- _EXERCISE DIRECTIONS_: From the records below, copy each line in which the string "tire" occurs.

- _STORED DATA_:
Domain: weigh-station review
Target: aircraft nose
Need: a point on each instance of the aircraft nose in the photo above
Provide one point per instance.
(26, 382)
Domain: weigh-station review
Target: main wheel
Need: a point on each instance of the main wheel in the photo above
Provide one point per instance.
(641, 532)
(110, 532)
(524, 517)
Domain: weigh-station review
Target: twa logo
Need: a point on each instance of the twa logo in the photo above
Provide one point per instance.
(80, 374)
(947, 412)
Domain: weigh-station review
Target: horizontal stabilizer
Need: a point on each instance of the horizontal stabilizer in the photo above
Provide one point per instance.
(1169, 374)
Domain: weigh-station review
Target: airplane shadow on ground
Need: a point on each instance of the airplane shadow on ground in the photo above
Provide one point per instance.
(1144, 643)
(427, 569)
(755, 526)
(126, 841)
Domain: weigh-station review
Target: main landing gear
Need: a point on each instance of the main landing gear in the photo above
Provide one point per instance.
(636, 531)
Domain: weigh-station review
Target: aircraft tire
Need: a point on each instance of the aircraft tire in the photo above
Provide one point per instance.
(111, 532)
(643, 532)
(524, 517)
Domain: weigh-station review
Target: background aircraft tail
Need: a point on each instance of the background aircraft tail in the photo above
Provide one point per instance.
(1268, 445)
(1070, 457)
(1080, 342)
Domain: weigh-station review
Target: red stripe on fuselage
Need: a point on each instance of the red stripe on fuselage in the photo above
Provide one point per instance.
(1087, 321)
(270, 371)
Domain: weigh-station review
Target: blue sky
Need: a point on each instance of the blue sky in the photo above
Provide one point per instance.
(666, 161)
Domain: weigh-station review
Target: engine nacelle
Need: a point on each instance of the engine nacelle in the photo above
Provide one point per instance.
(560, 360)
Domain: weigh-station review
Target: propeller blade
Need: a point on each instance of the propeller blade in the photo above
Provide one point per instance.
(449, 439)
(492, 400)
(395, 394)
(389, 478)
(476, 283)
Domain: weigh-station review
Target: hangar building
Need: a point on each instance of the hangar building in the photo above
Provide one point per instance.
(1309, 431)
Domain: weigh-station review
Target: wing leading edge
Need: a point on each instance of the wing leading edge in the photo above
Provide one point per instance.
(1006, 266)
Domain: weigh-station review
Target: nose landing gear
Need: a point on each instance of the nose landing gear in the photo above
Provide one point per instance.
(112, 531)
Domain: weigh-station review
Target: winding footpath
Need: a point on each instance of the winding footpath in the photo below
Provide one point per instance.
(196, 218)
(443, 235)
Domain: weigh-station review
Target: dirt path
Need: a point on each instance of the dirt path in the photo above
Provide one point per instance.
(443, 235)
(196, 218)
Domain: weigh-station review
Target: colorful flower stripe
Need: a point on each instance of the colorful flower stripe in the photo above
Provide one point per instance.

- _RESULT OF THIS EXERCISE_:
Target: aircraft tire
Need: a point on each instance of the aircraft tire in the photo above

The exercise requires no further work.